▶ _Prompt_
Update the records from the start up to and including the line with "x=769 y=250" by changing every "stone" to "rock" and leaving everything else unchanged. Give back only those lines.

Collected data:

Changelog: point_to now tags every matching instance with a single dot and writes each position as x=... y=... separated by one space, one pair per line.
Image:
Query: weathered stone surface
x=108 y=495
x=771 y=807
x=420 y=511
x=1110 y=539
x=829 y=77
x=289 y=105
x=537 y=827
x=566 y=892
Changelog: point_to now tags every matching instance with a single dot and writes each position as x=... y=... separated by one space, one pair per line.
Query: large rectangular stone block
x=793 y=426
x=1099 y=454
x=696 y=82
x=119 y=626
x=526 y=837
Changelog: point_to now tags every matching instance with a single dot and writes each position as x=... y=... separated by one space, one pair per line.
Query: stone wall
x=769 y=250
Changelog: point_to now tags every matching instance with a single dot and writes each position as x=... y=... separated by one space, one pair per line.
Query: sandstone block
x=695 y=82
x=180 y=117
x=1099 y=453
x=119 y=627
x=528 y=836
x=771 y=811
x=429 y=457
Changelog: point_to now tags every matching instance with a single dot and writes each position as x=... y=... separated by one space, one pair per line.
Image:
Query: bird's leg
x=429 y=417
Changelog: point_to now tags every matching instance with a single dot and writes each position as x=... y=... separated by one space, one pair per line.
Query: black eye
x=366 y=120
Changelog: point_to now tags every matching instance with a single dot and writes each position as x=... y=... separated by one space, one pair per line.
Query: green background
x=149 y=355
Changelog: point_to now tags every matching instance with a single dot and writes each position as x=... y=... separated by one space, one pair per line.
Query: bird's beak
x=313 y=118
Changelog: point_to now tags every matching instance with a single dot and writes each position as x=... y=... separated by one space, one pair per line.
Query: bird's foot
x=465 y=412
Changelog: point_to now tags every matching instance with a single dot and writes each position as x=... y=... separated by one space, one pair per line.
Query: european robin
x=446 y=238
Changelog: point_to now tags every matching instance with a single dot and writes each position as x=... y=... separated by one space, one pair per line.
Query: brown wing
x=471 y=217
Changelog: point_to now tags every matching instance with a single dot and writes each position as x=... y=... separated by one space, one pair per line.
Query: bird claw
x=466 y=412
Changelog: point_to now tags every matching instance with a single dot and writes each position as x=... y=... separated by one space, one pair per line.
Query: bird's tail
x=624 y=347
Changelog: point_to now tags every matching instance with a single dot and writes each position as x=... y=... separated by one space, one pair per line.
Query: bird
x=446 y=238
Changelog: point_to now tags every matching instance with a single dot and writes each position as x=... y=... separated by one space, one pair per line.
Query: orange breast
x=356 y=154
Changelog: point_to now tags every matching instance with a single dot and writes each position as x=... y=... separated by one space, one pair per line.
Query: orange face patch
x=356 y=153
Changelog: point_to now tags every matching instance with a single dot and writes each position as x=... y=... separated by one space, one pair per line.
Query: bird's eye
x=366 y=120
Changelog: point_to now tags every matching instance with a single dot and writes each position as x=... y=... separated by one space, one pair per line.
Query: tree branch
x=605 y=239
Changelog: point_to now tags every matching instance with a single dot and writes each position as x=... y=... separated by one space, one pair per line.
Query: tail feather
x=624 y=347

▶ _Response to the task_
Changelog: point_to now tags every matching instance with a single dot and writes each position as x=... y=... separated by one space, one pair per line.
Image:
Query: weathered rock surface
x=108 y=495
x=771 y=807
x=420 y=511
x=1110 y=539
x=829 y=77
x=289 y=105
x=537 y=827
x=566 y=892
Changelog: point_to now tags every matching instance with a single dot and writes each position as x=... y=... separated by one space, one pair per line.
Query: large rectangular rock block
x=793 y=426
x=1099 y=454
x=696 y=82
x=119 y=626
x=526 y=837
Changelog: point_to now tags every matching instance with a single dot and writes each position as x=... y=... separated by one space, one pair per line.
Query: rock wall
x=769 y=250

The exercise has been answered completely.